Segment Start: Record excerpts

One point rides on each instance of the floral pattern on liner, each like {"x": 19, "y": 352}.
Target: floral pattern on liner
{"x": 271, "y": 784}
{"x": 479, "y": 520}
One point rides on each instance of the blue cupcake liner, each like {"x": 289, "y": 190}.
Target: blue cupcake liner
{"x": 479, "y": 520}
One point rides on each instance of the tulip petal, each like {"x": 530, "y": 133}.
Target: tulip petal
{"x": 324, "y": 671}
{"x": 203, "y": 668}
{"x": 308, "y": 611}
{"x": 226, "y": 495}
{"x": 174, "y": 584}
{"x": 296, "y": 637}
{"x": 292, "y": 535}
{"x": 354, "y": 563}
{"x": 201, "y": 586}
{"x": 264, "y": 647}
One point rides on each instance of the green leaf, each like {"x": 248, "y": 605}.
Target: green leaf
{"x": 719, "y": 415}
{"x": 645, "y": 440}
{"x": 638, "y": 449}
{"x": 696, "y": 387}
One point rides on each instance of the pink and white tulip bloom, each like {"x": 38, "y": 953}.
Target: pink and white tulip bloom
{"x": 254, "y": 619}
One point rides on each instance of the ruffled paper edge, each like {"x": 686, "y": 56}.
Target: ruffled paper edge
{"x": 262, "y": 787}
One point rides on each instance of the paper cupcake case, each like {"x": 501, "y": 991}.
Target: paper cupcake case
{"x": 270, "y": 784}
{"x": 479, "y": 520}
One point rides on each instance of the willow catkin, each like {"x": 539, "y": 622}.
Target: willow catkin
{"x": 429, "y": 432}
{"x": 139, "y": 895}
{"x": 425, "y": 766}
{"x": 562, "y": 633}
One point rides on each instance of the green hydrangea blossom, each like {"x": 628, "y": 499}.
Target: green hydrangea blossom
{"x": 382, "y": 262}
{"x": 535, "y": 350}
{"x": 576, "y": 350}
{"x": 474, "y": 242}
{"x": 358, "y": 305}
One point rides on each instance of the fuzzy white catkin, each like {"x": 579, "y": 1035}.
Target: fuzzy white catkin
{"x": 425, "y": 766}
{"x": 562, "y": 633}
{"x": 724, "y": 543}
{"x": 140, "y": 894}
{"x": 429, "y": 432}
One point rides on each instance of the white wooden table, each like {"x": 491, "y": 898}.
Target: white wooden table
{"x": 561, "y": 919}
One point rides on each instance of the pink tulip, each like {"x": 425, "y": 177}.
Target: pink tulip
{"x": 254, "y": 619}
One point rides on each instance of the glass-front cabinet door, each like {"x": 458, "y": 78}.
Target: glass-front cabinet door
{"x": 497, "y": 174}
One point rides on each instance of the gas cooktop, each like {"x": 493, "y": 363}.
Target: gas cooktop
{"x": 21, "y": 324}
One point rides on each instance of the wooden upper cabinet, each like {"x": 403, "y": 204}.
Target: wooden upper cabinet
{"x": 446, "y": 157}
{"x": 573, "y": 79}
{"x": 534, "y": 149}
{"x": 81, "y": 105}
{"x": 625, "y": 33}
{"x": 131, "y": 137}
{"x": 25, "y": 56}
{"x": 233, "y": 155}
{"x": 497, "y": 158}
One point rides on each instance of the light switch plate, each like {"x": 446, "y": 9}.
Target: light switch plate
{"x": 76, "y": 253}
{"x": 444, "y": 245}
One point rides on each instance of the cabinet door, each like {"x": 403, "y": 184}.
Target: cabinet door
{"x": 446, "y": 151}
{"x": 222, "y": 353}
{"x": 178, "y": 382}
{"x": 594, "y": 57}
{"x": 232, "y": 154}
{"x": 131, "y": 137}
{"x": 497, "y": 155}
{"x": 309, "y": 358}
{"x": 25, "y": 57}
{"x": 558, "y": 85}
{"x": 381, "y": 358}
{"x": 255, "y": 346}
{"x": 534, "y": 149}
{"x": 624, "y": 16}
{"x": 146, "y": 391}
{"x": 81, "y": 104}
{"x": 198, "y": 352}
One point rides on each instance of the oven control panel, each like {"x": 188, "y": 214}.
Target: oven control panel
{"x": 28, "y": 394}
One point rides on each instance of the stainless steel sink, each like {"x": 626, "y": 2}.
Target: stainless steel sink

Segment End: Record excerpts

--- What to do ---
Across the data above, how many lines include the word "steel"? Give only the number.

--- Exercise response ---
2